Natural-language object grounding data:
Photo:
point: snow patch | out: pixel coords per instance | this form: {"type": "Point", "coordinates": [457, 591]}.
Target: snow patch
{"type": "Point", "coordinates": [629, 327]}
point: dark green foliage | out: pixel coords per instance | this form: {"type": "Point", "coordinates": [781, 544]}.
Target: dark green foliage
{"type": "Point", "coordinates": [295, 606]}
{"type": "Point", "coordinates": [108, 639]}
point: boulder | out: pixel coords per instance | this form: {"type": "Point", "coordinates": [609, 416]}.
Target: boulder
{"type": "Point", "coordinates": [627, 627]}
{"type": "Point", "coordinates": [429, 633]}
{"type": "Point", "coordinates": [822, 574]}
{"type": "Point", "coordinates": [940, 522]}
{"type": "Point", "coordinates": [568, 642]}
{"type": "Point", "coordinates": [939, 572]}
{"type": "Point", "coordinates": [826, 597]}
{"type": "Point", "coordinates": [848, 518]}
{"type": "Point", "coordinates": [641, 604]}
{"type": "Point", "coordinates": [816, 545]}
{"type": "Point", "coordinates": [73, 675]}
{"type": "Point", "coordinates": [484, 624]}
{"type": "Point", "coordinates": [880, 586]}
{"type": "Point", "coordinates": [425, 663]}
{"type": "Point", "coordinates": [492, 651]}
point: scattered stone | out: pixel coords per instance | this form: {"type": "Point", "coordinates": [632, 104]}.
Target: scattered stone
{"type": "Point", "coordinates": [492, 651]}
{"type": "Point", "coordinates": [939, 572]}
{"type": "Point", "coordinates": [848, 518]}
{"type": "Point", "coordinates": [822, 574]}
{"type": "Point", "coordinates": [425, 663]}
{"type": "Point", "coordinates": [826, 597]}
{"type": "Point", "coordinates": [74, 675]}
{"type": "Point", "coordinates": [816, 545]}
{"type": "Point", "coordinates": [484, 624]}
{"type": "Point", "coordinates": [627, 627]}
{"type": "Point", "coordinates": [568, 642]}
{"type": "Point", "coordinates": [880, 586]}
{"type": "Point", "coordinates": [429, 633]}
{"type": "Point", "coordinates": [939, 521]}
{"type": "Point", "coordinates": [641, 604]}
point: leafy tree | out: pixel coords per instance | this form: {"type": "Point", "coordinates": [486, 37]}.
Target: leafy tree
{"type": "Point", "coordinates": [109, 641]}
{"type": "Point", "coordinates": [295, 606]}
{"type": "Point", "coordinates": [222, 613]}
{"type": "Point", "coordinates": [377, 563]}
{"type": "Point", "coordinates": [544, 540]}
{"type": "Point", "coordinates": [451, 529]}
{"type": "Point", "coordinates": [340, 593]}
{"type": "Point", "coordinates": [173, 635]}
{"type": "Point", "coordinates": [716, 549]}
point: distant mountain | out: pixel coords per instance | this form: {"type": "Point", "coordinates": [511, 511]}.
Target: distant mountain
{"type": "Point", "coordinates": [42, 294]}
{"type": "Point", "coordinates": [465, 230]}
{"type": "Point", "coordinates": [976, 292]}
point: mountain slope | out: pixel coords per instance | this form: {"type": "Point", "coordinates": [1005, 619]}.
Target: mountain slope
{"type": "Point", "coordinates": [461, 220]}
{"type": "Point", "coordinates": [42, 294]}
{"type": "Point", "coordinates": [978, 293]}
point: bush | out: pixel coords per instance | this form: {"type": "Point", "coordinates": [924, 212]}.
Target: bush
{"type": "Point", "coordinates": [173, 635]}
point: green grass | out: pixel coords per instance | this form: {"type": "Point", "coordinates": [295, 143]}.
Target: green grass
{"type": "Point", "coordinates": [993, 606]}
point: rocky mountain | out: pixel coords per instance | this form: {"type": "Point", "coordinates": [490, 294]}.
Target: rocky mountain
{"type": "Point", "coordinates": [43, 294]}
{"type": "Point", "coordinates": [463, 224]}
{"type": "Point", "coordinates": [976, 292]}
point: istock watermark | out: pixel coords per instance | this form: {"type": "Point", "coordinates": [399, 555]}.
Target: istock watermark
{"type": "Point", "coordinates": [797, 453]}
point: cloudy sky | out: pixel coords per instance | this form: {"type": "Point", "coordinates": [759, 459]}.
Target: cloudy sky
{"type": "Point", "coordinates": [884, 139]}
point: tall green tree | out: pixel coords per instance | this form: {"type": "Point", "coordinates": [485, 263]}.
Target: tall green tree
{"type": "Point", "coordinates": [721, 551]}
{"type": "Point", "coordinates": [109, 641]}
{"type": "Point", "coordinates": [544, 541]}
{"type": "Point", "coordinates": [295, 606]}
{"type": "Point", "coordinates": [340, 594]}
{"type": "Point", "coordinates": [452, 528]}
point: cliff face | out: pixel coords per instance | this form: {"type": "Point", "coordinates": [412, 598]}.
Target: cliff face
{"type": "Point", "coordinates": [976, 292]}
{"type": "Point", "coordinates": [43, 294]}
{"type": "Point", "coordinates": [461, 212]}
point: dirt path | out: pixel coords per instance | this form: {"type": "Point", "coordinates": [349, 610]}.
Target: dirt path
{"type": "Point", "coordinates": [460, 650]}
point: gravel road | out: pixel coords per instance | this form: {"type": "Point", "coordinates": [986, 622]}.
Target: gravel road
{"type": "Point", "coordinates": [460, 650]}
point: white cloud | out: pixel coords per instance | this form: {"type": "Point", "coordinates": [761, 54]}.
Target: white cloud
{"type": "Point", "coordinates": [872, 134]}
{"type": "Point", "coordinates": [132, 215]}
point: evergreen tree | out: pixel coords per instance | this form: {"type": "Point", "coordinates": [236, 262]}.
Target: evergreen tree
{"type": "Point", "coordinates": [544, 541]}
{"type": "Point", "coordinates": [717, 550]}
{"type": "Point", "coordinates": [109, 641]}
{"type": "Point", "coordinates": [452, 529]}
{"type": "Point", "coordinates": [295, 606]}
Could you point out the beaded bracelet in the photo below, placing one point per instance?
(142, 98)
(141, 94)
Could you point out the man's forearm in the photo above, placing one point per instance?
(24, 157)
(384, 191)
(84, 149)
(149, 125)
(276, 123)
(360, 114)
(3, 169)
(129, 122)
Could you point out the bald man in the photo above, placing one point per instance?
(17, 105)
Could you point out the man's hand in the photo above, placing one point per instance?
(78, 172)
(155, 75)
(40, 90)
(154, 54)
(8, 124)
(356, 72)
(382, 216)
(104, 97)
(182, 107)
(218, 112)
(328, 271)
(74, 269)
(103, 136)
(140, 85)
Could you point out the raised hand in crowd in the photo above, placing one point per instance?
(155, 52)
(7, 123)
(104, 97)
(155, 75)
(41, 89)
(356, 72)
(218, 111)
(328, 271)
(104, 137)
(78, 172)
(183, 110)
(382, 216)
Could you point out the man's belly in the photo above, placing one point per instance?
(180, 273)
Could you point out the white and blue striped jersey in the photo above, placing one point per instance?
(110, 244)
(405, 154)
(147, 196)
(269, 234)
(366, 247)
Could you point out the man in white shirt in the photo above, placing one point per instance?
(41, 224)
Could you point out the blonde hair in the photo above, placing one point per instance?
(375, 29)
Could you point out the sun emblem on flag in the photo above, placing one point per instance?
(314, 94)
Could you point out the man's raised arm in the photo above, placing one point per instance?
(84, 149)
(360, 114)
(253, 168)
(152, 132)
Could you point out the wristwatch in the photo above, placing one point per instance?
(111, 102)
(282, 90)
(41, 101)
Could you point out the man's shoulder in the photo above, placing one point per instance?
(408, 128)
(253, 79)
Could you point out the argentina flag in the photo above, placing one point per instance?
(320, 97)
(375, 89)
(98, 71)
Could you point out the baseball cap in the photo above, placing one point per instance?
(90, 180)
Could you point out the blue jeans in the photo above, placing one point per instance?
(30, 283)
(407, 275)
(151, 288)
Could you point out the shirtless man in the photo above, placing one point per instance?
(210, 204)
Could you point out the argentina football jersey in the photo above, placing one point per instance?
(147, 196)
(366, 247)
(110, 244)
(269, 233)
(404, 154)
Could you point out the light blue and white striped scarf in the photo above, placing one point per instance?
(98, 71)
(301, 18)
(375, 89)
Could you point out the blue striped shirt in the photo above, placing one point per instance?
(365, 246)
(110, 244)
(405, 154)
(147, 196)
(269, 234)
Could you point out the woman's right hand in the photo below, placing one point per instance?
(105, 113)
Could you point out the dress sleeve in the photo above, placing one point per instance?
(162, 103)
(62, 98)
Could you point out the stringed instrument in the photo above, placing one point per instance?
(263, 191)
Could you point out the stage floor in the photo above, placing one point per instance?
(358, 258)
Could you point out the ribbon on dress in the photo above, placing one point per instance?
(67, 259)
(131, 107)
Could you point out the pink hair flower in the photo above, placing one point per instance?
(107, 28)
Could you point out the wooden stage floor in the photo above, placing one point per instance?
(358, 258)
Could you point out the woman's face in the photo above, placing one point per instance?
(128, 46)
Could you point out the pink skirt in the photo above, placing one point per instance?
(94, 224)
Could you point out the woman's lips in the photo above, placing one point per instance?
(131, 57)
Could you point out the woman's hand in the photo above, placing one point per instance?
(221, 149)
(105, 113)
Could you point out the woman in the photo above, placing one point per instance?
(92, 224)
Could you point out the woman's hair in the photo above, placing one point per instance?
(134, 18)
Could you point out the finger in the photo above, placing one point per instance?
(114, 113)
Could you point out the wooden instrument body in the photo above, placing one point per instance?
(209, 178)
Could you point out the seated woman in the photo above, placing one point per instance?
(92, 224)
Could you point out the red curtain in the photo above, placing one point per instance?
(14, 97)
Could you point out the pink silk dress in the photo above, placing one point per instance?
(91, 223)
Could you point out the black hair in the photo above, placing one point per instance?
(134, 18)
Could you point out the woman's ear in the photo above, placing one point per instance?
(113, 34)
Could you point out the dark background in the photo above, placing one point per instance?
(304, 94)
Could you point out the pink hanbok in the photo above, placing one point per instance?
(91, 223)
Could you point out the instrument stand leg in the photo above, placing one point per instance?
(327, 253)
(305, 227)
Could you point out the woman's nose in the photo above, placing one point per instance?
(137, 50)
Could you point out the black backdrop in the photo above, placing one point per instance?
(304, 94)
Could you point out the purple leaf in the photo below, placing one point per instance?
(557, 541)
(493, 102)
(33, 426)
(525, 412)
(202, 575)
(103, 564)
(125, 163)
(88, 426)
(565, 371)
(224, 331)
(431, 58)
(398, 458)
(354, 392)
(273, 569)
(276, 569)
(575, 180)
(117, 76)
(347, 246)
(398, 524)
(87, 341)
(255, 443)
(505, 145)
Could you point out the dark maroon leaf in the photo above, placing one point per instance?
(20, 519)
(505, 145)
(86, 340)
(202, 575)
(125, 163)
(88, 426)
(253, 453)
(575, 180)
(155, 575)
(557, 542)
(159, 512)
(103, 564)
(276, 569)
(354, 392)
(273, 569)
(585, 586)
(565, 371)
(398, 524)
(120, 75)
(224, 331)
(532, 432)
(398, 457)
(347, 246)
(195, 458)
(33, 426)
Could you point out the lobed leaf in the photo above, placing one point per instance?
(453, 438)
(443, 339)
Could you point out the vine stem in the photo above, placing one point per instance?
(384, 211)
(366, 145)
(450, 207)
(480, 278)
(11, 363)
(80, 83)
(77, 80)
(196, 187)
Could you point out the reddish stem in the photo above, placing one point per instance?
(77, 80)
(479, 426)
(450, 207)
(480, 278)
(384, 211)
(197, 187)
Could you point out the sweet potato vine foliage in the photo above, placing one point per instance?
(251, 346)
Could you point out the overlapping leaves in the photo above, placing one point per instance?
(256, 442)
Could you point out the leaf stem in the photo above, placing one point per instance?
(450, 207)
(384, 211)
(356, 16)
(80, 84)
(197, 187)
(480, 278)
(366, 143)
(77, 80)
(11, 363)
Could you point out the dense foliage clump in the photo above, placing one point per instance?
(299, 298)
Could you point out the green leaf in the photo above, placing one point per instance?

Task prompt: Starting at the line that holds "Could you point out the vine", retype each line exactly through the end of the entries, both ends included.

Exercise result:
Could you point out the vine stem in the photo above, placing one point per instance?
(384, 211)
(366, 145)
(450, 207)
(480, 278)
(11, 363)
(80, 83)
(77, 80)
(196, 187)
Could you point out the reddish stem in the photo above, placing one point per instance?
(77, 80)
(479, 426)
(450, 207)
(480, 278)
(384, 211)
(197, 187)
Could you point out the sweet potato vine foliage in the photo above, placing one point per instance?
(251, 346)
Could you point out the overlapping leaves in the photo above, placing one point per instance?
(256, 442)
Could you point out the leaf stem in the photo above, placing one point per instance?
(450, 207)
(384, 211)
(356, 16)
(80, 84)
(197, 187)
(480, 278)
(366, 143)
(77, 80)
(11, 363)
Could you point out the dense foliage clump in the photo above, placing one point per instance?
(299, 298)
Could you point out the green leaf in the photo above, placing one point per instance?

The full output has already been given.